**Collection entries:**
★ ★ ★ ★ ★ ★ ★
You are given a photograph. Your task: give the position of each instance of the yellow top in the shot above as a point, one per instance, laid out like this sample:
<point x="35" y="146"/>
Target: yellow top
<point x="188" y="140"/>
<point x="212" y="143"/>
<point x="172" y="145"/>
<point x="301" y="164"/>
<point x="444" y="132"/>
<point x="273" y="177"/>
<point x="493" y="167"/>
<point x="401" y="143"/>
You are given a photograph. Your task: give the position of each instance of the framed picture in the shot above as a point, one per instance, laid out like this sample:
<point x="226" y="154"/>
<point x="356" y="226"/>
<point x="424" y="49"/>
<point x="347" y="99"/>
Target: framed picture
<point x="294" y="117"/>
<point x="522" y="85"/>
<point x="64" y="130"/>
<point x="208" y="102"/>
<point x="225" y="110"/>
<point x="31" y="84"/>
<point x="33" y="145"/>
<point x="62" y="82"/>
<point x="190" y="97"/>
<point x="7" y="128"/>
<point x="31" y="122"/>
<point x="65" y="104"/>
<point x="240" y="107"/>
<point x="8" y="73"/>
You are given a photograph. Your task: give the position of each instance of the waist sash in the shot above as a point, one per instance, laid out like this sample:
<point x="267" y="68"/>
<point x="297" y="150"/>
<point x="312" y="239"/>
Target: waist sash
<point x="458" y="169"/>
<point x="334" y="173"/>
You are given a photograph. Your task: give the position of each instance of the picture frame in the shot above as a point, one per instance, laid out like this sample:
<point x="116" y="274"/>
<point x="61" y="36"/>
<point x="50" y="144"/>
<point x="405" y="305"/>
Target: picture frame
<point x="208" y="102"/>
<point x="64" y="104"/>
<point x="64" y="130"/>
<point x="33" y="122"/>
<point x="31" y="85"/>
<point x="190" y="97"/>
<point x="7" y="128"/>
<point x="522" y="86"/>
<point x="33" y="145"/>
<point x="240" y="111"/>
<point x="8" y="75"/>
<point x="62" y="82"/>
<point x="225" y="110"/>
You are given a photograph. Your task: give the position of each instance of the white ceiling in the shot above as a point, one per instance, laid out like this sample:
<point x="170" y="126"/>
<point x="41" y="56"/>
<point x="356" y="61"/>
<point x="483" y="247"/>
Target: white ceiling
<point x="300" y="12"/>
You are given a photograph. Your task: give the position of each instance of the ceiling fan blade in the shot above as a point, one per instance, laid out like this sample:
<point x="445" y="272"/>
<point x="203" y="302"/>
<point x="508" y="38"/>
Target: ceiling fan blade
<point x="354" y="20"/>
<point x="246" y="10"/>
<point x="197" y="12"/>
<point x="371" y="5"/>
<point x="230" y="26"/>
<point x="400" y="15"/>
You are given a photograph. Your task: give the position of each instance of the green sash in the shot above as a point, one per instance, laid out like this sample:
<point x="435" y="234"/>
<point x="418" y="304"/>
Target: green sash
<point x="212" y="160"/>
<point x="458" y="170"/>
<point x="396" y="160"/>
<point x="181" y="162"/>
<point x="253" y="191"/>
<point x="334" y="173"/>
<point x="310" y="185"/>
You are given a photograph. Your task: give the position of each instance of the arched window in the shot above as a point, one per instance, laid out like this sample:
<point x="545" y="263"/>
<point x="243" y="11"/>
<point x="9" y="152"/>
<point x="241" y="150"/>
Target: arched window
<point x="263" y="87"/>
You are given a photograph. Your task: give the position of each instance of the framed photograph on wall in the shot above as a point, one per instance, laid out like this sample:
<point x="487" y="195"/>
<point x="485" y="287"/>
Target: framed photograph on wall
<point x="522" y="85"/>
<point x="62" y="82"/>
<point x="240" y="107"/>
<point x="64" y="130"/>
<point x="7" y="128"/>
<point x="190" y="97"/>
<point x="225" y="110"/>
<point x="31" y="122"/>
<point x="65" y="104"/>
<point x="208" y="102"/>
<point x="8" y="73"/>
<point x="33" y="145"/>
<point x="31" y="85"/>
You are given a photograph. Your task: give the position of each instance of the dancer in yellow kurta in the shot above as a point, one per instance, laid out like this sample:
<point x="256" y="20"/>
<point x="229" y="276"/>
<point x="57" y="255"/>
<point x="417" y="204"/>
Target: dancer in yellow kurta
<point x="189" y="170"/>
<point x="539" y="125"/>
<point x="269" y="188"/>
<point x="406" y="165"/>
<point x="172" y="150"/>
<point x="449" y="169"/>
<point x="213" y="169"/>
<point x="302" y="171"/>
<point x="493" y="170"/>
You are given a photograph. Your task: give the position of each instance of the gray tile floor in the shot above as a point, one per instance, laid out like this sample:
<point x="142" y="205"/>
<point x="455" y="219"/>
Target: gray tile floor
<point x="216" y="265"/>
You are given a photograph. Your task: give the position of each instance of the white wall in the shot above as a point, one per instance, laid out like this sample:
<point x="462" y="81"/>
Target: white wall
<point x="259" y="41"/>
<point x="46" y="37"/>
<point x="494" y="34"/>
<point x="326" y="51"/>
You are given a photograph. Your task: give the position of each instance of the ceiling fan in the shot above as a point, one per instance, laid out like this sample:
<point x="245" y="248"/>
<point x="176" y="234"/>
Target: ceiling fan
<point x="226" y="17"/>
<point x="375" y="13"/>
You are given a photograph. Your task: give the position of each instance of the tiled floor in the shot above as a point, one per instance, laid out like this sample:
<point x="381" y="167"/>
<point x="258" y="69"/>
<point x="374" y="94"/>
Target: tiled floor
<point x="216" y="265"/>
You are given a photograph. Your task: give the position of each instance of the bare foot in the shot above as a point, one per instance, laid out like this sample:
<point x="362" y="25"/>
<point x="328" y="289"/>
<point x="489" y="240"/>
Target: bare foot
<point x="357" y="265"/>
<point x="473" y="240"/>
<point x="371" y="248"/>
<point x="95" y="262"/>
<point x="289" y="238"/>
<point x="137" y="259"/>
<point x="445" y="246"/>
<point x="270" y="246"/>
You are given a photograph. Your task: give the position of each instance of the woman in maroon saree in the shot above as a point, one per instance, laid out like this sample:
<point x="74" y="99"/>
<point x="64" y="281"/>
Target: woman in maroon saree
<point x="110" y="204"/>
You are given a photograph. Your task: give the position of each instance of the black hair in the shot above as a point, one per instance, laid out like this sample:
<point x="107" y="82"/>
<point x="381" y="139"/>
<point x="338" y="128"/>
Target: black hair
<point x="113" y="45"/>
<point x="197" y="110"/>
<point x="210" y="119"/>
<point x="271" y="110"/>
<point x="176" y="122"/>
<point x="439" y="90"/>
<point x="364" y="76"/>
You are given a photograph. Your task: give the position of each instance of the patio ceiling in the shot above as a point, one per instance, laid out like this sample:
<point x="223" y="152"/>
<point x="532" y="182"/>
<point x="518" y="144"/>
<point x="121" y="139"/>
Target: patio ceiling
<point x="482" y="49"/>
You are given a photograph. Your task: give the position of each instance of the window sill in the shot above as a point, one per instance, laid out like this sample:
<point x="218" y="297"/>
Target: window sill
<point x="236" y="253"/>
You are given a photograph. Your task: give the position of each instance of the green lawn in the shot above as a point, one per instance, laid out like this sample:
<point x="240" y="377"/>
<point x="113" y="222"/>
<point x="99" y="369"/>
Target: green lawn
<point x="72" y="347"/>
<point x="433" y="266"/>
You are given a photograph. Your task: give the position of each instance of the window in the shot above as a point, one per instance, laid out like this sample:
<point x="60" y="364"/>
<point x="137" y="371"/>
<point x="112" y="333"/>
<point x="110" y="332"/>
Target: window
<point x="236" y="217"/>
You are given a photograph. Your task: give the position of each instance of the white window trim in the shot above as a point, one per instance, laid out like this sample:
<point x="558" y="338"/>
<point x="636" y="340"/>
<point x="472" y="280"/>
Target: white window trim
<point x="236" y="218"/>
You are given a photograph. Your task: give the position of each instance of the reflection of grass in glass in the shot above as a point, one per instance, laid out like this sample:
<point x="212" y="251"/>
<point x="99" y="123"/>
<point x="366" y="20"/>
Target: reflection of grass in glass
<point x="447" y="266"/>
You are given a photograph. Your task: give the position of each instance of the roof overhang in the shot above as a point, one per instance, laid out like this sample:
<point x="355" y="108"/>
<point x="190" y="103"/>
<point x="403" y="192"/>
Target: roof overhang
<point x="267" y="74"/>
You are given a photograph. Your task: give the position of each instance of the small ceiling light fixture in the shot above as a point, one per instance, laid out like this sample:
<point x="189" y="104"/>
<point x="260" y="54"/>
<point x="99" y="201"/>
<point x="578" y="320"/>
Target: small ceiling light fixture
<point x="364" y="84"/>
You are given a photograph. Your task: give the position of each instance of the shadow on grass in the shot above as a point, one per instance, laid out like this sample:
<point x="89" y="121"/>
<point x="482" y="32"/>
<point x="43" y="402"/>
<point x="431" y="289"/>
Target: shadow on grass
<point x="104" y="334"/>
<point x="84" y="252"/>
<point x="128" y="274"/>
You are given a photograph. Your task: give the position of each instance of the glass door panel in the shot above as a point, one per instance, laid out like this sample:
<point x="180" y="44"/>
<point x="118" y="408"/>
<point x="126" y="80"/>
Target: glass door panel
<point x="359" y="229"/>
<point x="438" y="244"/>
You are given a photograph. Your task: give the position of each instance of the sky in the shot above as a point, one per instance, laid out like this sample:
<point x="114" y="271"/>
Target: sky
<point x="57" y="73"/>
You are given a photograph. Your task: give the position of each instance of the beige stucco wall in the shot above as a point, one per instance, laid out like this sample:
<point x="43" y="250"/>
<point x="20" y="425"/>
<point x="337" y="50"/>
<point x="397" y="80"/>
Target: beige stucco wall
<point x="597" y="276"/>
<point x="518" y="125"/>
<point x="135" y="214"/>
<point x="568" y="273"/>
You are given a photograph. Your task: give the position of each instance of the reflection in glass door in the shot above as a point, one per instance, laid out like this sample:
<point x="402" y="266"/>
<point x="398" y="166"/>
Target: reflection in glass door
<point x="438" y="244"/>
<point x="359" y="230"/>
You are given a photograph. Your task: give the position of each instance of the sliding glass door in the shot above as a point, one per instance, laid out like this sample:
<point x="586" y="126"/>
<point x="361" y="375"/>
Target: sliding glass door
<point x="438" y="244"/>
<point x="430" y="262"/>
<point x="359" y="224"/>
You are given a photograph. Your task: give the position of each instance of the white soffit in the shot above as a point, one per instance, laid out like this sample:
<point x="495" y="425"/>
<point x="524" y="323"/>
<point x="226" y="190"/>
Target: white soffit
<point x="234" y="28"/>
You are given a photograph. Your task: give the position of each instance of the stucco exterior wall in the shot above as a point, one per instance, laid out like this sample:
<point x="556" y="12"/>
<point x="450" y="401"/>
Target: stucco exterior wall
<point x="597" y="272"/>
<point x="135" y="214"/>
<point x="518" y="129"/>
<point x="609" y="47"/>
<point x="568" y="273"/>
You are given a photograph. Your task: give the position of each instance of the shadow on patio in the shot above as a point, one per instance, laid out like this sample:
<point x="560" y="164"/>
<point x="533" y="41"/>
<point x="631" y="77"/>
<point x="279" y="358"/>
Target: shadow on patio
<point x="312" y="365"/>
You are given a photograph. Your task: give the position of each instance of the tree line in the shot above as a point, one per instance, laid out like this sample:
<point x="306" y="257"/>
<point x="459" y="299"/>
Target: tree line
★ ★ ★ ★ ★ ★ ★
**GOAL OF THE EXERCISE:**
Count the lines of the data that hold the string "tree", and give that number as the entire reply.

**ANSWER BOX:**
2